Extract:

An MVCCScan with Tombstones across this span at timestamp >= 6 would emit synthetic MVCC point tombstones at c@6 and d@6. However, a scan at timestamp 3 would only emit a synthetic tombstone at d@2, because the range tombstone is below the point c@5 and point tombstones are not synthesized below point keys. Similarly, a scan across [a-b) at any timestamp would not emit anything.

Additionally, an MVCCGet will emit a synthetic point tombstone for the key even if it has no existing point key below it, as these might be required for conflict checks. For example, Get(bar) at timestamp >= 6 would return a tombstone bar@6 even though there is no real point key at bar. Similarly, a Get(c) at timestamp 3 would return c@2 even though the point key c@5 is above it. These synthetic tombstones would not be visible to an MVCCScan.

If callers need better visibility into range tombstones, they must use an MVCCIterator that exposes them directly.

KV APIs

Because most KV APIs (in particular, Scan and Get) do not expose tombstones, most KV callers do not need to care about MVCC range tombstones at all -- similarly to MVCCScan and MVCCGet, the APIs simply won't emit keys covered by MVCC range tombstones. Notable exceptions are Export and RangeFeed, which are covered below.

MVCC Statistics

MVCC range keys are currently tracked by the following MVCC statistics fields, which are equivalent to the corresponding point key stats:

  • RangeKeyCount: The number of MVCC range key fragment stacks, i.e. ignoring historical versions.
  • RangeKeyBytes: The total encoded key size for all stacks, plus the encoded timestamp size for all versions.
  • RangeValCount: The number of MVCC range key fragments, i.e. including historical versions.
  • RangeValBytes: The total value size (including MVCCValueHeader metadata) of all range key versions.

Notably, because all MVCC range keys are currently assumed to be MVCC range tombstones, they do not contribute to LiveBytes at all. They do, however, contribute to GCBytesAge in the same way as point tombstones, and they do cause covered point keys to be considered garbage for stats purposes as well.

Region labeling records:

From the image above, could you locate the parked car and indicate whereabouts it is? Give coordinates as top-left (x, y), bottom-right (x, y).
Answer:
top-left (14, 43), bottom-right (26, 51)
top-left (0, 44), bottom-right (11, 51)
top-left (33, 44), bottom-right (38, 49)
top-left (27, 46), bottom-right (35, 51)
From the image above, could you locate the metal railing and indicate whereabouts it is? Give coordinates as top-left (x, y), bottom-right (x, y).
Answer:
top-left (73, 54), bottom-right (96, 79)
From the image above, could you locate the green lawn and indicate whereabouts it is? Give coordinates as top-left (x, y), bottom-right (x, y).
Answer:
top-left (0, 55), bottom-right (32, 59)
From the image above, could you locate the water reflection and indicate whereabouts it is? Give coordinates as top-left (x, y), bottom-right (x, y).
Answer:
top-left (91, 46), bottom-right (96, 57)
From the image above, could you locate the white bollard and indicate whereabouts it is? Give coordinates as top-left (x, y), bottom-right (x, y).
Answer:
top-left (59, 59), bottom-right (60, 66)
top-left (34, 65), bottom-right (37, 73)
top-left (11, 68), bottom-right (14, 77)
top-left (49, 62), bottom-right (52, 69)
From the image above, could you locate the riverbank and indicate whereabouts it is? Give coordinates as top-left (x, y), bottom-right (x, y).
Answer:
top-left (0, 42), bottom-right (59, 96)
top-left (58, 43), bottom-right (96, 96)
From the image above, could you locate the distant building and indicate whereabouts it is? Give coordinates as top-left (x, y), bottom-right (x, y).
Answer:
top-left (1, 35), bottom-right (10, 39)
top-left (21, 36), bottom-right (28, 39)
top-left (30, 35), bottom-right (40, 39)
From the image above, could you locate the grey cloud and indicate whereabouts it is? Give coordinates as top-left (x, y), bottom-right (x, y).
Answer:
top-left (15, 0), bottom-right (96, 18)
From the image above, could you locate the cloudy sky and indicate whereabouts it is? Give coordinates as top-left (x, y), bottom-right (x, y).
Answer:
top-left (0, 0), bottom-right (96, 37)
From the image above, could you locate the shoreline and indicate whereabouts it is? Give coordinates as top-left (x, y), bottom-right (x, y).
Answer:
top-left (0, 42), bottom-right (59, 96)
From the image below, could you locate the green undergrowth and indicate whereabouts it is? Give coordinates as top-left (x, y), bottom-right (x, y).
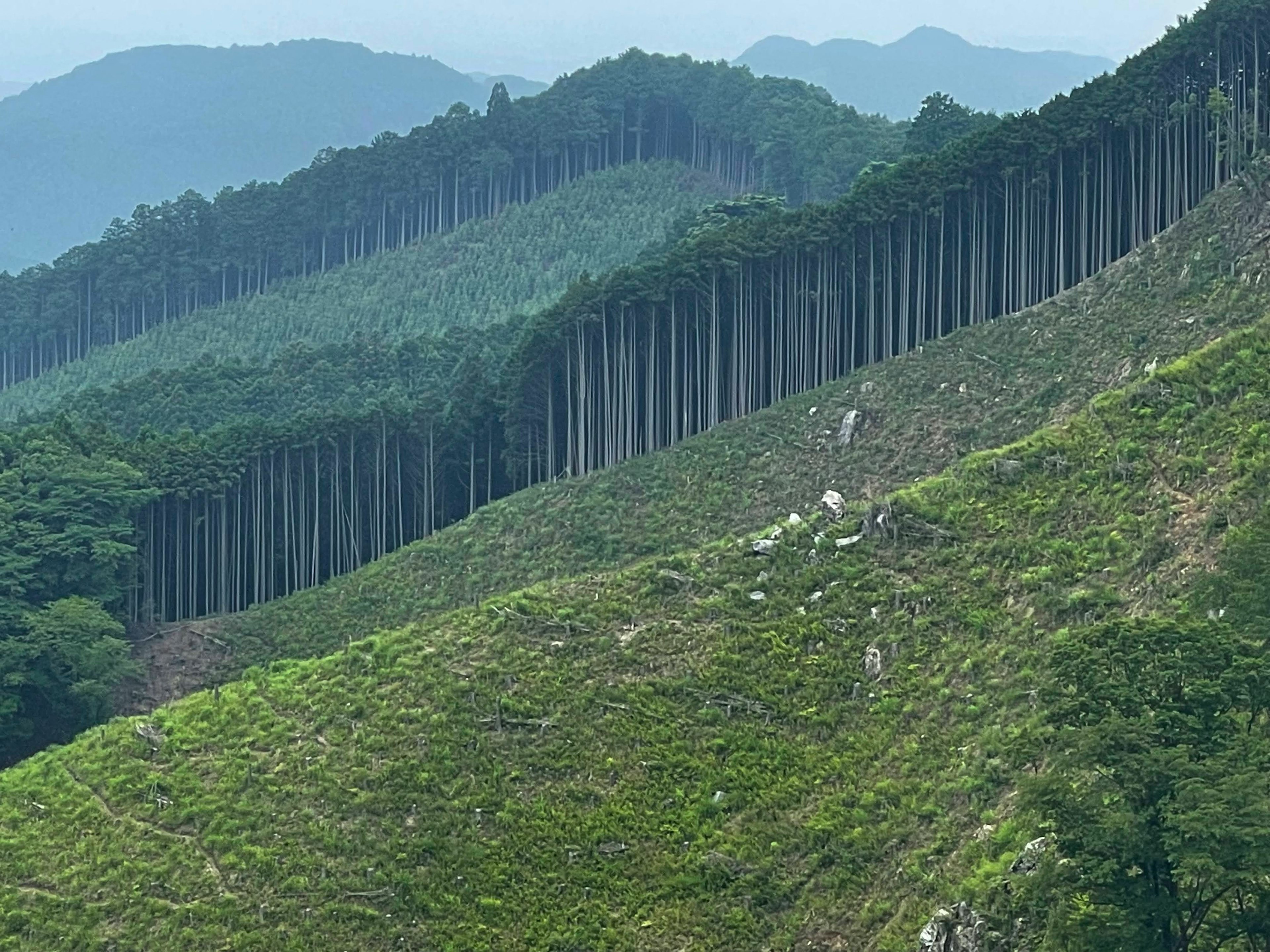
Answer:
top-left (0, 161), bottom-right (725, 421)
top-left (217, 164), bottom-right (1270, 671)
top-left (0, 311), bottom-right (1270, 952)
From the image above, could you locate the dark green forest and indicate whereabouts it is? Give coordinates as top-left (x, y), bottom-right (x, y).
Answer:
top-left (0, 50), bottom-right (903, 388)
top-left (0, 160), bottom-right (725, 420)
top-left (0, 0), bottom-right (1270, 767)
top-left (0, 39), bottom-right (546, 273)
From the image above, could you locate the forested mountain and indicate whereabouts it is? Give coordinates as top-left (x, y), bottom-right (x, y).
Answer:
top-left (0, 50), bottom-right (904, 396)
top-left (0, 39), bottom-right (538, 272)
top-left (0, 0), bottom-right (1254, 655)
top-left (0, 0), bottom-right (1270, 952)
top-left (0, 303), bottom-right (1270, 952)
top-left (0, 161), bottom-right (725, 432)
top-left (735, 27), bottom-right (1115, 119)
top-left (467, 72), bottom-right (550, 101)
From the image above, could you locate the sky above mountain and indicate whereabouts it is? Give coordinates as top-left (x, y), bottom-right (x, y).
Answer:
top-left (0, 0), bottom-right (1200, 81)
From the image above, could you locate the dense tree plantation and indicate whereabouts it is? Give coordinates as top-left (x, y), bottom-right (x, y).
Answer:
top-left (0, 160), bottom-right (725, 419)
top-left (508, 0), bottom-right (1270, 480)
top-left (0, 311), bottom-right (1270, 952)
top-left (0, 50), bottom-right (903, 396)
top-left (0, 0), bottom-right (1270, 642)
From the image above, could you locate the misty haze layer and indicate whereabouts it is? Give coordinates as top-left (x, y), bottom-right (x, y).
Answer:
top-left (735, 27), bottom-right (1115, 119)
top-left (0, 39), bottom-right (544, 270)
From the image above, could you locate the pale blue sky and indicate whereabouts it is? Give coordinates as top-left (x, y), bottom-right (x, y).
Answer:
top-left (0, 0), bottom-right (1200, 81)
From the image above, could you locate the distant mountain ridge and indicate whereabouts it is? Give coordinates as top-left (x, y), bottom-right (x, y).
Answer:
top-left (0, 39), bottom-right (545, 270)
top-left (733, 27), bottom-right (1115, 119)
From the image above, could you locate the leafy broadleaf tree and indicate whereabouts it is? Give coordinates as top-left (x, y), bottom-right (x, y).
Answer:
top-left (904, 93), bottom-right (1001, 154)
top-left (0, 424), bottom-right (154, 763)
top-left (1025, 619), bottom-right (1270, 952)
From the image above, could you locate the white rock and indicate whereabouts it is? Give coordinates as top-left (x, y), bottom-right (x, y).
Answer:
top-left (838, 410), bottom-right (864, 447)
top-left (864, 645), bottom-right (881, 680)
top-left (821, 489), bottom-right (847, 522)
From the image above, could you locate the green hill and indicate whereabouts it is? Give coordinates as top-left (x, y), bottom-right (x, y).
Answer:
top-left (734, 27), bottom-right (1115, 119)
top-left (0, 39), bottom-right (546, 272)
top-left (188, 160), bottom-right (1270, 685)
top-left (0, 306), bottom-right (1270, 949)
top-left (0, 161), bottom-right (725, 420)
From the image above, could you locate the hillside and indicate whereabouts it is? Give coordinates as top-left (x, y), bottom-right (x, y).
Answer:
top-left (0, 39), bottom-right (538, 273)
top-left (0, 50), bottom-right (904, 404)
top-left (734, 27), bottom-right (1115, 119)
top-left (0, 161), bottom-right (725, 430)
top-left (0, 303), bottom-right (1270, 951)
top-left (156, 160), bottom-right (1270, 704)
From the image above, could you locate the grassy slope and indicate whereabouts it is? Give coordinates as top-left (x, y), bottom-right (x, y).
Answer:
top-left (0, 163), bottom-right (723, 420)
top-left (217, 162), bottom-right (1270, 670)
top-left (0, 309), bottom-right (1270, 951)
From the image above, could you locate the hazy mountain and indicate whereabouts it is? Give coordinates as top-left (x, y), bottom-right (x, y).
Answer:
top-left (735, 27), bottom-right (1115, 119)
top-left (0, 39), bottom-right (541, 270)
top-left (467, 72), bottom-right (551, 99)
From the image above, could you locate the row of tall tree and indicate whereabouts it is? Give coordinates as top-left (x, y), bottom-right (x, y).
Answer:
top-left (0, 50), bottom-right (903, 388)
top-left (507, 0), bottom-right (1270, 479)
top-left (12, 0), bottom-right (1270, 635)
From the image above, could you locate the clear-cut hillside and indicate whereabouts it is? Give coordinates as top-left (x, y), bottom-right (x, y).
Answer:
top-left (0, 303), bottom-right (1270, 952)
top-left (185, 166), bottom-right (1270, 685)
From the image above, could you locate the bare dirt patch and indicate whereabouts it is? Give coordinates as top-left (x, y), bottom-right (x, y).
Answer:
top-left (114, 618), bottom-right (231, 715)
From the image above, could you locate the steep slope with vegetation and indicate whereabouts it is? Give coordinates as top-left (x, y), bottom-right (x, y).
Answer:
top-left (0, 0), bottom-right (1249, 642)
top-left (0, 161), bottom-right (724, 424)
top-left (190, 157), bottom-right (1270, 680)
top-left (0, 311), bottom-right (1270, 951)
top-left (0, 39), bottom-right (541, 270)
top-left (0, 50), bottom-right (903, 387)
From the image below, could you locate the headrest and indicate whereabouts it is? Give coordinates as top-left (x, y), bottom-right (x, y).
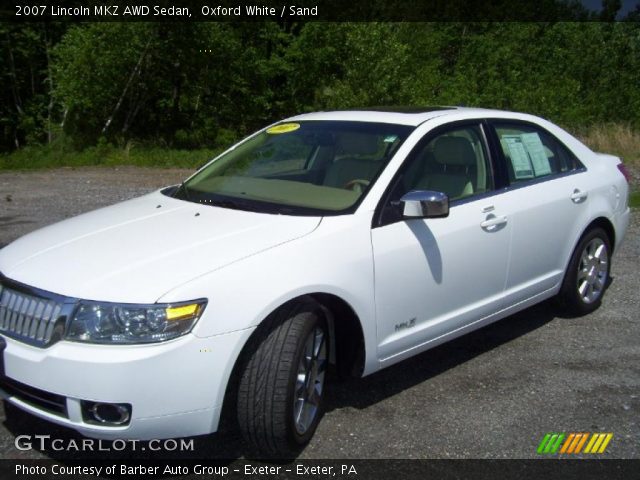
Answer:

Requirements:
A – Rewrite the part of the MVCC range tombstones passage starting with "MVCC range keys are currently tracked" and going on through "ignoring historical versions.", switching "fragment stacks" to "fragment groups".
B – List the MVCC statistics fields that the MVCC range tombstones passage says track MVCC range keys.
C – According to the MVCC range tombstones passage, which KV APIs are the notable exceptions to not exposing tombstones?

Written answers:
A –
MVCC range keys are currently tracked by the following MVCC statistics fields, which are equivalent to the corresponding point key stats:

  • RangeKeyCount: The number of MVCC range key fragment groups, i.e. ignoring historical versions.

B – RangeKeyCount, RangeKeyBytes, RangeValCount, RangeValBytes

C – Export and RangeFeed